◆ DO THIS:
Extract the text of every entry below exactly; leave images out.

start RECORDS SUPPLIED

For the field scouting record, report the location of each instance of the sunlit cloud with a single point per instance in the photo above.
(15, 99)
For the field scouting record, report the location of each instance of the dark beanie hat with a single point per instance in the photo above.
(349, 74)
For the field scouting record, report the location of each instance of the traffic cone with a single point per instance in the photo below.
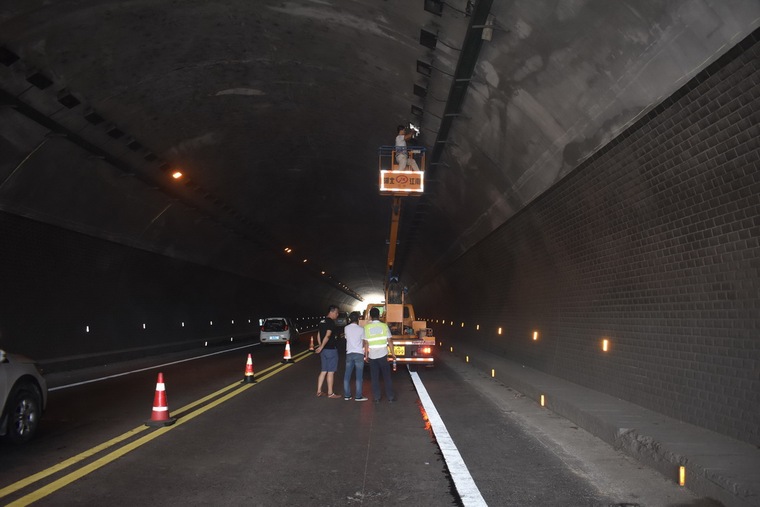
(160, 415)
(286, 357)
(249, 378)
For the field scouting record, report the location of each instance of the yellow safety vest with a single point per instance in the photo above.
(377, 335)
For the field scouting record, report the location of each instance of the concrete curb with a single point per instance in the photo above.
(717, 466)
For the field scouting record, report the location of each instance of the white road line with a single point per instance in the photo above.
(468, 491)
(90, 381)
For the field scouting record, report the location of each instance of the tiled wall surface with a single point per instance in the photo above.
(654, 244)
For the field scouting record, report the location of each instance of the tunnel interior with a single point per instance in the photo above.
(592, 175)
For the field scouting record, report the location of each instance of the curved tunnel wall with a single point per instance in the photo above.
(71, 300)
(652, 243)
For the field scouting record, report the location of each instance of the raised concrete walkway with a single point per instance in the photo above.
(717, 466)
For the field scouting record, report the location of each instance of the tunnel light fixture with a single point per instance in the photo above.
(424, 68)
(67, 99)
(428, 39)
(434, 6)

end RECORDS SUPPLIED

◆ FULL ANSWER:
For the field scouting record, report the location of each instance of the sunlit cloud with a single point per instance in the photo above.
(15, 99)
For the field scouting record, report the location of each instance of the dark beanie hat with a single point per instance in the photo above.
(349, 74)
For the field scouting record, report the location of each instance of the traffic cone with a single point per instance in the photo below.
(160, 415)
(286, 357)
(249, 378)
For the field scouting record, report the location of each instance of the yellow safety vest with a single point per instance in the photo above.
(377, 335)
For the field scouting record, report the location of each instance of the concrete curb with a single point per instance in the photo above.
(717, 466)
For the field scouting record, report the location of each instance of the white road line with a single point per instance in the photo above.
(468, 491)
(90, 381)
For the field scouting record, report the location of each instance of the tiled wall surface with a single point per instance in the photo above.
(654, 244)
For the field scouting record, report the location of each instance of the tunnel interior with a single point per instance in the photo above.
(592, 175)
For the field scouting record, report the location of each instance of the curved tunnel wall with a single point per instance in the photo above.
(71, 300)
(652, 243)
For the field scouting record, report the location of each instance of the raised concrete walkway with a single point per instance in the photo above.
(717, 466)
For the field scouting record, report the location of each instance of the tunnel light fixture with a single point per instance in the photo above.
(424, 68)
(67, 99)
(428, 39)
(434, 6)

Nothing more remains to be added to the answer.